*TASK OBJECTIVE*. Repeat, exactly and completely, the entries shown underneath.

*STORED ROWS*.
═══
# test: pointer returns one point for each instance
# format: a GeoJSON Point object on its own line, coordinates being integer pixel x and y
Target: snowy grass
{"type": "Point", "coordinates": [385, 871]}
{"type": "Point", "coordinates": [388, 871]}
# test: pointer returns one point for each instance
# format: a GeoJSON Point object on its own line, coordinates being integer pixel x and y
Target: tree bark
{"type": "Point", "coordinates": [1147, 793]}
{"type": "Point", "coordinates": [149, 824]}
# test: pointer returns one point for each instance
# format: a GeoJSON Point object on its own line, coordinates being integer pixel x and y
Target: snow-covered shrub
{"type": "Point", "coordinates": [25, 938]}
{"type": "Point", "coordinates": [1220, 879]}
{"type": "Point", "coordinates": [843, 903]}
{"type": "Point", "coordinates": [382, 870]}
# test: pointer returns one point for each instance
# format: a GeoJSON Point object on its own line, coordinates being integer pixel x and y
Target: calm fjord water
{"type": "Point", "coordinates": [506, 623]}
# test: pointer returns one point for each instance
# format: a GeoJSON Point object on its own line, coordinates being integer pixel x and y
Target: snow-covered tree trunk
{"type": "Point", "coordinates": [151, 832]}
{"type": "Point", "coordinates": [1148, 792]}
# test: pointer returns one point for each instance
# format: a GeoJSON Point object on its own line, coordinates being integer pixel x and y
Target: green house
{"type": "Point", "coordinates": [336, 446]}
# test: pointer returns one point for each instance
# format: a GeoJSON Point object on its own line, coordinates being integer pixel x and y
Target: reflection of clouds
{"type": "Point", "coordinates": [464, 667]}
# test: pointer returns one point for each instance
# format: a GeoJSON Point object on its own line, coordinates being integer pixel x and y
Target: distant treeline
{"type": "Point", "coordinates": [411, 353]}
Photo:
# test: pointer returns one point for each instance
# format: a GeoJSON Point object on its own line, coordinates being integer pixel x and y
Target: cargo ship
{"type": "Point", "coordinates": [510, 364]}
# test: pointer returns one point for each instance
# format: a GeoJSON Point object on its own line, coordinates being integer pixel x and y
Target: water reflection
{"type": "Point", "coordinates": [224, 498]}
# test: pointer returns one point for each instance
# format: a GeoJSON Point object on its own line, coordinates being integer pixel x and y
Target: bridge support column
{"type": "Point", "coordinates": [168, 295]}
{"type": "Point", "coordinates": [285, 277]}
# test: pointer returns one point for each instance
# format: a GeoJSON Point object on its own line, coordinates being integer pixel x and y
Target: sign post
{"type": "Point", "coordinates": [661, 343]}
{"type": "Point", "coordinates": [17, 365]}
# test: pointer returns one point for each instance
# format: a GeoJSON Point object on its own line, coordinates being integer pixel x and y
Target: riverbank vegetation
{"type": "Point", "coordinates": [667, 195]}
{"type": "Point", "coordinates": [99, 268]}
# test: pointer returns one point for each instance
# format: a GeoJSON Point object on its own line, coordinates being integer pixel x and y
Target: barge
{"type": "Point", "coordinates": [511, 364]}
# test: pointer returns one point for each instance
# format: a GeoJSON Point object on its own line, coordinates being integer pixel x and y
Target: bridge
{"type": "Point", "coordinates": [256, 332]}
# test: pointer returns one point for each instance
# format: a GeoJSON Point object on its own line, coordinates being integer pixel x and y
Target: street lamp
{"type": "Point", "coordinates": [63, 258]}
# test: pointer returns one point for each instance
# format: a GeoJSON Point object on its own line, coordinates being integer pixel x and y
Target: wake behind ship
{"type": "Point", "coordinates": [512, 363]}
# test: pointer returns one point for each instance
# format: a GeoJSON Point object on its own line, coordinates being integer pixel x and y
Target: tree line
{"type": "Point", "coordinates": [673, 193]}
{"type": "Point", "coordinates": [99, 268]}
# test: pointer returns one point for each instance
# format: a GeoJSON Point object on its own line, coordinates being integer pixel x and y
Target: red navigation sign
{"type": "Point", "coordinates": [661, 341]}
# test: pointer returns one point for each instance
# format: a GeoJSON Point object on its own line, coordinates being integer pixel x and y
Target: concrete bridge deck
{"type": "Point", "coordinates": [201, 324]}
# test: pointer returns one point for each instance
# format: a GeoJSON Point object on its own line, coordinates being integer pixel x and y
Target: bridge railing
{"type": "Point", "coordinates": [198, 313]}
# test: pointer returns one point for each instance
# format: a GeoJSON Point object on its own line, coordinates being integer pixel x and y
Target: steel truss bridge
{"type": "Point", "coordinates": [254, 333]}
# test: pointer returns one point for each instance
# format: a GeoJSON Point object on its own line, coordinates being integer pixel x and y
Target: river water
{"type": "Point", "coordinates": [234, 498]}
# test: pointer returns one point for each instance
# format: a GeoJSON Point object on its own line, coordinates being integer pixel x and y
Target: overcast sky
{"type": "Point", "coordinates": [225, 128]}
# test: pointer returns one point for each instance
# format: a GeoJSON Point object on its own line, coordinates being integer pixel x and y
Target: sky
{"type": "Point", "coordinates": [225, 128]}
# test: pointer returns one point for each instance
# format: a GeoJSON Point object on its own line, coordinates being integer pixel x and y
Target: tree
═══
*SOLUTION TO THIS EXERCISE*.
# test: pointer returns one point for each instance
# format: a GeoJSON Point object on its own line, coordinates being integer pixel x and y
Target: snowy grass
{"type": "Point", "coordinates": [385, 871]}
{"type": "Point", "coordinates": [388, 871]}
# test: pointer returns one point for each instance
# format: a GeoJSON Point object on its own line, coordinates being integer pixel x and y
Target: tree bark
{"type": "Point", "coordinates": [1147, 793]}
{"type": "Point", "coordinates": [149, 824]}
# test: pointer returns one point for each instance
# format: a GeoJSON Point object on its own line, coordinates being integer pixel x and y
Target: snow-covered shrub
{"type": "Point", "coordinates": [25, 938]}
{"type": "Point", "coordinates": [1220, 879]}
{"type": "Point", "coordinates": [843, 903]}
{"type": "Point", "coordinates": [382, 870]}
# test: pointer returns one point for each instance
# format: a GeoJSON Point object on its own line, coordinates being integer pixel x and y
Target: calm fjord water
{"type": "Point", "coordinates": [506, 623]}
# test: pointer returns one point for each instance
# format: a GeoJSON Point object on its own line, coordinates being integer pixel x and y
Target: snow-covered tree trunk
{"type": "Point", "coordinates": [151, 832]}
{"type": "Point", "coordinates": [1148, 792]}
# test: pointer returns one point for each instance
# format: a GeoJSON Point object on its own line, coordinates being integer pixel x and y
Target: green house
{"type": "Point", "coordinates": [336, 446]}
# test: pointer returns one point for each instance
# format: a GeoJSON Point object on its own line, coordinates being integer pixel x and y
Target: reflection of clouds
{"type": "Point", "coordinates": [464, 667]}
# test: pointer returns one point for each instance
# format: a GeoJSON Point object on its own line, coordinates being integer pixel x and y
Target: distant treeline
{"type": "Point", "coordinates": [411, 353]}
Photo:
# test: pointer returns one point for each instance
# format: a GeoJSON Point object on its own line, coordinates being integer pixel x and y
Target: cargo ship
{"type": "Point", "coordinates": [510, 364]}
# test: pointer returns one point for each instance
# format: a GeoJSON Point object on its own line, coordinates being integer pixel x and y
Target: water reflection
{"type": "Point", "coordinates": [224, 498]}
# test: pointer returns one point for each instance
# format: a GeoJSON Point object on its own line, coordinates being integer pixel x and y
Target: bridge support column
{"type": "Point", "coordinates": [168, 295]}
{"type": "Point", "coordinates": [285, 277]}
# test: pointer returns one point for each instance
# format: a GeoJSON Point object on its own line, coordinates being integer pixel x and y
Target: sign post
{"type": "Point", "coordinates": [661, 343]}
{"type": "Point", "coordinates": [17, 365]}
# test: pointer returns one point for each instance
# format: a GeoJSON Point object on its own line, coordinates being integer pixel x and y
Target: riverbank vegetation
{"type": "Point", "coordinates": [667, 195]}
{"type": "Point", "coordinates": [99, 268]}
# test: pointer returns one point for each instance
# format: a GeoJSON Point object on its own line, coordinates being integer pixel x and y
Target: barge
{"type": "Point", "coordinates": [511, 364]}
# test: pointer returns one point for each instance
# format: a GeoJSON Point object on its own line, coordinates being integer pixel x and y
Target: bridge
{"type": "Point", "coordinates": [256, 332]}
# test: pointer returns one point for each instance
# format: a GeoJSON Point object on its own line, coordinates being integer pixel x and y
Target: street lamp
{"type": "Point", "coordinates": [63, 258]}
# test: pointer returns one point for each instance
# format: a GeoJSON Point object on its own line, coordinates being integer pixel x and y
Target: wake behind ship
{"type": "Point", "coordinates": [512, 363]}
# test: pointer returns one point for each instance
# format: a GeoJSON Point object on its own line, coordinates being integer pixel x and y
Target: tree line
{"type": "Point", "coordinates": [673, 193]}
{"type": "Point", "coordinates": [99, 268]}
# test: pointer returns one point for each instance
# format: a GeoJSON Point object on its own line, coordinates being integer pixel x and y
Target: red navigation sign
{"type": "Point", "coordinates": [661, 341]}
# test: pointer returns one point for each instance
# format: a GeoJSON Point object on its own line, coordinates being integer pixel x and y
Target: concrete bridge deck
{"type": "Point", "coordinates": [201, 324]}
# test: pointer returns one point for each instance
# format: a GeoJSON Point object on its own line, coordinates being integer pixel x and y
Target: bridge railing
{"type": "Point", "coordinates": [198, 313]}
# test: pointer returns one point for each instance
# format: a GeoJSON Point object on its own line, coordinates being integer pixel x and y
Target: steel truss bridge
{"type": "Point", "coordinates": [254, 333]}
# test: pointer returns one point for each instance
# format: a GeoJSON Point object on its own line, coordinates being integer pixel x and y
Target: river water
{"type": "Point", "coordinates": [234, 498]}
# test: pointer returns one point for each instance
# format: a GeoJSON Point object on its own line, coordinates being integer pixel x and y
Target: overcast sky
{"type": "Point", "coordinates": [225, 128]}
# test: pointer returns one point for each instance
# format: a GeoJSON Point object on its own line, coordinates being integer pixel x and y
Target: sky
{"type": "Point", "coordinates": [225, 128]}
# test: pointer returns one point for each instance
# format: a GeoJSON Point object on its own line, coordinates being integer pixel x and y
Target: tree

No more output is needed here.